Transcribe exactly the line containing "Note to the class: identify the small" and every line after it, through the end of the records below.

━━ Data under study

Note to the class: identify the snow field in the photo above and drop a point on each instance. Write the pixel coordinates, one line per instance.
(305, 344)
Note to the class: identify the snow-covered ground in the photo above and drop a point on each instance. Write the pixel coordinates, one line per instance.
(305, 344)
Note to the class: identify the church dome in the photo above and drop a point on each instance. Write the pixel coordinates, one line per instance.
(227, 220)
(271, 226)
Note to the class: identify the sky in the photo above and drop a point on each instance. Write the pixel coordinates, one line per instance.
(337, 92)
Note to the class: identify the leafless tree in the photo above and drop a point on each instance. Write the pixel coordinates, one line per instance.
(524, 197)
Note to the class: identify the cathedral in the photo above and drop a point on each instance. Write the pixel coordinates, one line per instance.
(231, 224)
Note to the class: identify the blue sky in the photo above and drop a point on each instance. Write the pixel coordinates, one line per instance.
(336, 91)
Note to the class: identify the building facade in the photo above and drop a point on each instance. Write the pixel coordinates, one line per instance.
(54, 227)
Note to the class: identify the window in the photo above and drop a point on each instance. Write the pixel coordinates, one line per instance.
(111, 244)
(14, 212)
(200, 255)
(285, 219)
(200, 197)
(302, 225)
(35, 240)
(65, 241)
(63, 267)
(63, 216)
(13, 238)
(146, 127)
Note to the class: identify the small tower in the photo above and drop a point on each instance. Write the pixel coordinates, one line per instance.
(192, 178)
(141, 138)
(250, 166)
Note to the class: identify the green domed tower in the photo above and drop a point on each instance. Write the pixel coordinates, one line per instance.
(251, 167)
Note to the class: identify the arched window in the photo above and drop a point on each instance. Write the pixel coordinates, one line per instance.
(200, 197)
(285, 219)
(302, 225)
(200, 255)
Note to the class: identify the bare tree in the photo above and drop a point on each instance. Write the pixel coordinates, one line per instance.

━━━━

§ **Exercise answer**:
Note to the class: identify the small tower in the photo above and drop a point on each instance. Write the pixel coordinates, one line per instance.
(192, 178)
(141, 138)
(250, 166)
Note to the class: identify the green domed tower in the photo above and drop a point on each instance. Write the pixel coordinates, one line per instance.
(251, 167)
Note to the class: identify the arched window in the photo above and drop a point on each instance. Write the pixel coordinates, one line per instance.
(200, 197)
(285, 219)
(302, 225)
(200, 255)
Note to the class: identify the bare tree in the photo above and drop a point on each instance. Write the pixel coordinates, one line per instance.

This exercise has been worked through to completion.